__What the task asks__: Continue the sch_red Adaptive RED patch description after its last sentence.

From 8af2a218de38f51ea4b4fa48cac1273319ae260c Mon Sep 17 00:00:00 2001
From: Eric Dumazet <eric.dumazet@gmail.com>
Date: Thu, 8 Dec 2011 06:06:03 +0000
Subject: sch_red: Adaptative RED AQM

Adaptative RED AQM for linux, based on paper from Sally FLoyd,
Ramakrishna Gummadi, and Scott Shenker, August 2001 :

http://icir.org/floyd/papers/adaptiveRed.pdf

Goal of Adaptative RED is to make max_p a dynamic value between 1% and
50% to reach the target average queue : (max_th - min_th) / 2

Every 500 ms:
 if (avg > target and max_p <= 0.5)
  increase max_p : max_p += alpha;
 else if (avg < target and max_p >= 0.01)
  decrease max_p : max_p *= beta;

target :[min_th + 0.4*(min_th - max_th),
          min_th + 0.6*(min_th - max_th)].
alpha : min(0.01, max_p / 4)
beta : 0.9
max_P is a Q0.32 fixed point number (unsigned, with 32 bits mantissa)

Changes against our RED implementation are :

max_p is no longer a negative power of two (1/(2^Plog)), but a Q0.32
fixed point number, to allow full range described in Adatative paper.

__Dataset records__:

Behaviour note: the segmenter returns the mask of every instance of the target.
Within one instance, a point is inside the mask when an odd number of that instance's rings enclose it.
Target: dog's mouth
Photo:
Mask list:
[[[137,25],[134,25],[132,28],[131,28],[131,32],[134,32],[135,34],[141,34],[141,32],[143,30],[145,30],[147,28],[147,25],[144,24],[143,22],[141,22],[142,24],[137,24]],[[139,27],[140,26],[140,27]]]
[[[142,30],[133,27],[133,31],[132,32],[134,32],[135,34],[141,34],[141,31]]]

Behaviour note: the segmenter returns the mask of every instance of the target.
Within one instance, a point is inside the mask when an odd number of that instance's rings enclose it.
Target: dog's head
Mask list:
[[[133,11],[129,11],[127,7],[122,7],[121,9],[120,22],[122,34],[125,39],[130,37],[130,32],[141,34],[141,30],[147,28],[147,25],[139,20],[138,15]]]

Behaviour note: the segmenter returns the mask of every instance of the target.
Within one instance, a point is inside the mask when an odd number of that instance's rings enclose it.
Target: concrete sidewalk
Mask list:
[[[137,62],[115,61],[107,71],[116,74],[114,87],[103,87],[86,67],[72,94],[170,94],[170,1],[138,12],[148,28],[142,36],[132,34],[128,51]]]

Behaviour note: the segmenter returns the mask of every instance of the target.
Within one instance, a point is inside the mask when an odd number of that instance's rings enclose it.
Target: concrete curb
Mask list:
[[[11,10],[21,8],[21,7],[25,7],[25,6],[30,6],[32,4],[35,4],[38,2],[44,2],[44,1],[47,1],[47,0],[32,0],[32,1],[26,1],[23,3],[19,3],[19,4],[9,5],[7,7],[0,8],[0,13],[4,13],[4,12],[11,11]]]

__Task output__:
To deliver a random number, we now use a reciprocal divide (thats really
a multiply), but this operation is done once per marked/droped packet
when in RED_BETWEEN_TRESH window, so added cost (compared to previous
AND operation) is near zero.

dump operation gives current max_p value in a new TCA_RED_MAX_P
attribute.

Example on a 10Mbit link :

tc qdisc add dev $DEV parent 1:1 handle 10: est 1sec 8sec red \
   limit 400000 min 30000 max 90000 avpkt 1000 \
   burst 55 ecn adaptative bandwidth 10Mbit

# tc -s -d qdisc show dev eth3
...
qdisc red 10: parent 1:1 limit 400000b min 30000b max 90000b ecn
adaptative ewma 5 max_p=0.113335 Scell_log 15
 Sent 50414282 bytes 34504 pkt (dropped 35, overlimits 1392 requeues 0)
 rate 9749Kbit 831pps backlog 72056b 16p requeues 0
  marked 1357 early 35 pdrop 0 other 0

Signed-off-by: Eric Dumazet <eric.dumazet@gmail.com>
Signed-off-by: David S. Miller <davem@davemloft.net>
---
 include/linux/pkt_sched.h |   6 ++-
 include/net/red.h         | 101 ++++++++++++++++++++++++++++++++++++++--------
 lib/reciprocal_div.c      |   2 +
 net/sched/sch_red.c       |  21 ++++++++++
 4 files changed, 111 insertions(+), 19 deletions(-)

(limited to 'lib')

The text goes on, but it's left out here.